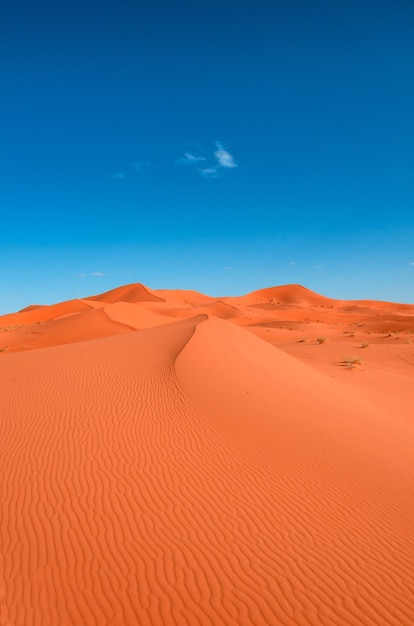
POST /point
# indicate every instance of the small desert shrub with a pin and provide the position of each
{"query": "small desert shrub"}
(352, 361)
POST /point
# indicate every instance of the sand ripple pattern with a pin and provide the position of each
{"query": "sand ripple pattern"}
(125, 503)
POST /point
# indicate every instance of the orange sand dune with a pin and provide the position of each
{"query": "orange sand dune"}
(163, 472)
(43, 313)
(128, 293)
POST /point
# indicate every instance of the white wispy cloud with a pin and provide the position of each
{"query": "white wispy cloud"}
(138, 166)
(215, 164)
(209, 172)
(223, 157)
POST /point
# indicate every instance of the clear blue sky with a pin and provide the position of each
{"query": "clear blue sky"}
(222, 146)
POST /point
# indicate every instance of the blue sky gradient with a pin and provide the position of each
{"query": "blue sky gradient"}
(222, 146)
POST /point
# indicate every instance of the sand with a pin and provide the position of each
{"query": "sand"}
(168, 458)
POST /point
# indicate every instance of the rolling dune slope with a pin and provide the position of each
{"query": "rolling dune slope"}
(162, 472)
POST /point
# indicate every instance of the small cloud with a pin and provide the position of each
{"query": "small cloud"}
(209, 172)
(221, 159)
(138, 166)
(189, 159)
(224, 158)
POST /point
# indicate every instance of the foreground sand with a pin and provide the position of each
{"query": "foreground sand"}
(161, 464)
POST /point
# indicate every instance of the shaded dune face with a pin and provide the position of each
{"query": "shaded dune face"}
(155, 471)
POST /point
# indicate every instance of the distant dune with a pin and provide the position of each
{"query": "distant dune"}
(171, 458)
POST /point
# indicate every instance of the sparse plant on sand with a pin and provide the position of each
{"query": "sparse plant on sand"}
(352, 361)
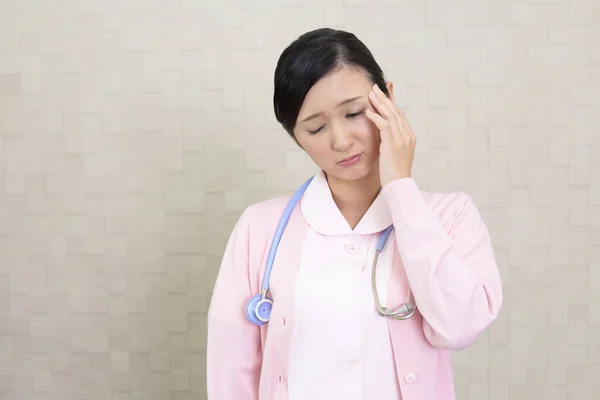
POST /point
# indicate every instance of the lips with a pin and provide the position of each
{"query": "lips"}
(350, 160)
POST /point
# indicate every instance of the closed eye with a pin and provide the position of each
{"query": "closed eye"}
(353, 115)
(316, 131)
(356, 114)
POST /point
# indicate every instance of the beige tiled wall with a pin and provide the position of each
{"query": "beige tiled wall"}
(134, 132)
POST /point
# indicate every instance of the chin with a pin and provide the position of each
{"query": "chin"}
(350, 174)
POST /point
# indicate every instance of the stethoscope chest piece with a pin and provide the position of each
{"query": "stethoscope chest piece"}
(258, 310)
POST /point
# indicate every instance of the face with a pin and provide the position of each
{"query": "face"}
(333, 129)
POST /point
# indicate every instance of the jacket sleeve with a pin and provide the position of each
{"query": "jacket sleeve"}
(449, 262)
(233, 352)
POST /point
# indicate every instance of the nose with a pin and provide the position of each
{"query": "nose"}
(342, 140)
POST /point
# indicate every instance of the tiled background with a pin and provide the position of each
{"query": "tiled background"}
(134, 132)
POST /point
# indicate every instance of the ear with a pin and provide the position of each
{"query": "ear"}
(390, 87)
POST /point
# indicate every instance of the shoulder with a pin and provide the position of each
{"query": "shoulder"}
(449, 206)
(263, 215)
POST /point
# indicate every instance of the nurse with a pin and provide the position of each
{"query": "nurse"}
(326, 335)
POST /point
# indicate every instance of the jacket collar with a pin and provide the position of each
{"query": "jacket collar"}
(323, 216)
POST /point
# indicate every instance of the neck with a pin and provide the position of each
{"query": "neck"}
(354, 198)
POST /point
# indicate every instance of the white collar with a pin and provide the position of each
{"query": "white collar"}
(323, 215)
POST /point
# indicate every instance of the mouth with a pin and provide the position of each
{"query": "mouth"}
(350, 160)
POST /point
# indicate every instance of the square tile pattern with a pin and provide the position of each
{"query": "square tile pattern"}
(133, 133)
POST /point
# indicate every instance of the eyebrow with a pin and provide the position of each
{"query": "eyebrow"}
(350, 100)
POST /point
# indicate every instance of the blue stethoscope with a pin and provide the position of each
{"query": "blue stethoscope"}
(258, 308)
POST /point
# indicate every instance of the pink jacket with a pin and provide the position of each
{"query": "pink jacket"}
(444, 263)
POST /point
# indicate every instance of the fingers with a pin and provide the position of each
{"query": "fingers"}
(382, 103)
(395, 117)
(381, 123)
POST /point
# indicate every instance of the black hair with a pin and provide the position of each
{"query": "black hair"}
(308, 59)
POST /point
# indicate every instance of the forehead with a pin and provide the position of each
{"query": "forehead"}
(337, 86)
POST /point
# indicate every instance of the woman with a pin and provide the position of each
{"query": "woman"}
(329, 334)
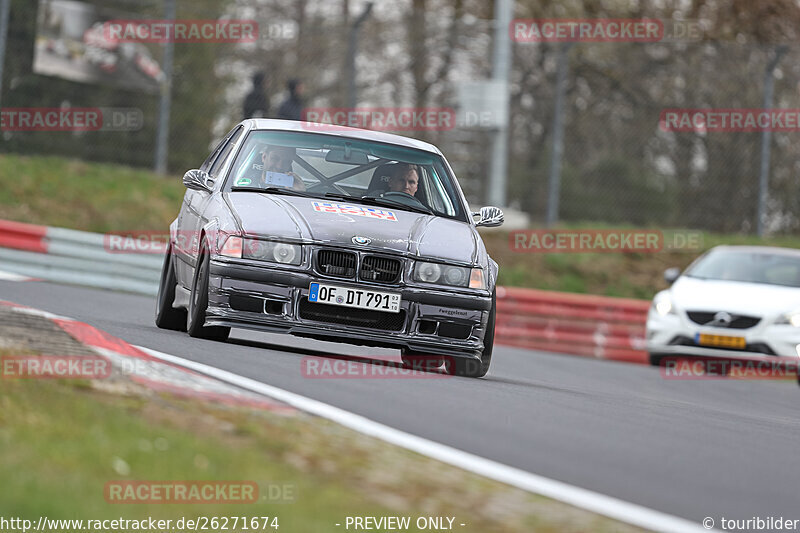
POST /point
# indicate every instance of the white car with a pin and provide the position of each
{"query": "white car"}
(733, 301)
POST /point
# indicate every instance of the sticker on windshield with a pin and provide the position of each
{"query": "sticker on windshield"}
(357, 210)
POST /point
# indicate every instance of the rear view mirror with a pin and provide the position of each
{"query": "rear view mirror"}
(347, 156)
(198, 180)
(671, 274)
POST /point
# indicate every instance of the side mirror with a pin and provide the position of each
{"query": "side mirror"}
(671, 274)
(490, 217)
(198, 180)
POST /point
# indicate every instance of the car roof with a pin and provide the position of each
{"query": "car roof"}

THE TASK:
Find the lines that mention "roof" in the entries and show them.

RESPONSE TO THE EXERCISE:
# indicate every instance of the car roof with a pin and provide the position of each
{"query": "car roof"}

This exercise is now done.